• [Exercise prompt] Recast the data from its first line through the line containing "0 77 96 259" as a Markdown table with the columns Index and Entry, numbering each line and omitting any blank lines.

• [Region labeling data]
((

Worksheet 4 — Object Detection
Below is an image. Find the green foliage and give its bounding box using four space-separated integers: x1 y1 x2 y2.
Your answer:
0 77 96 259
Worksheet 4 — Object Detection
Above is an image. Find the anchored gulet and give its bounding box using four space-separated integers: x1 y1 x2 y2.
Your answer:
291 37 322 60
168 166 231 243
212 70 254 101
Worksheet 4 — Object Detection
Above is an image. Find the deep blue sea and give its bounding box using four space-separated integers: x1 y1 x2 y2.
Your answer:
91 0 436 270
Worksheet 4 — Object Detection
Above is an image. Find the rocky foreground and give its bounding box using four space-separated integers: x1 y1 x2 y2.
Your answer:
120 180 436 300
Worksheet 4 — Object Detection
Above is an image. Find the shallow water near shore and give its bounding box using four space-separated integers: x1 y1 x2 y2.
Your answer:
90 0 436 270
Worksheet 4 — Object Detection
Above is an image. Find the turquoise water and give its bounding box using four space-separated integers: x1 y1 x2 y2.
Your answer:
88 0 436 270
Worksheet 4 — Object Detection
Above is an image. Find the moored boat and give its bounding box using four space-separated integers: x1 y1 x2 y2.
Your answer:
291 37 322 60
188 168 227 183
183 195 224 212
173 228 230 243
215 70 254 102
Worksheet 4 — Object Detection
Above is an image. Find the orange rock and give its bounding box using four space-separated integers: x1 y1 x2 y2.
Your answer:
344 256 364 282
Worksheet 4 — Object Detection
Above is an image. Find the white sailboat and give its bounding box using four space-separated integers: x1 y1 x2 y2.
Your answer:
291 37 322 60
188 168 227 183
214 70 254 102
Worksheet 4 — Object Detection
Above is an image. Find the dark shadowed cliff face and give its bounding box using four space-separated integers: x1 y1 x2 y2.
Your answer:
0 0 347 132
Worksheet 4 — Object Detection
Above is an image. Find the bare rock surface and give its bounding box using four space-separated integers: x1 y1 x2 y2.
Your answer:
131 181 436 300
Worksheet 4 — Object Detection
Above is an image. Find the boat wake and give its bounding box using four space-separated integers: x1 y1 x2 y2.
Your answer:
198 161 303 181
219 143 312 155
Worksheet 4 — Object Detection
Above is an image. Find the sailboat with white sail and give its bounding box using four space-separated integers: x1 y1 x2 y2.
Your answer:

))

• [Response below]
| Index | Entry |
|---|---|
| 1 | Worksheet 4 — Object Detection |
| 2 | Below is an image. Find the green foliage and give its bounding box using four space-separated integers: x1 y1 x2 y2. |
| 3 | Your answer: |
| 4 | 0 77 96 259 |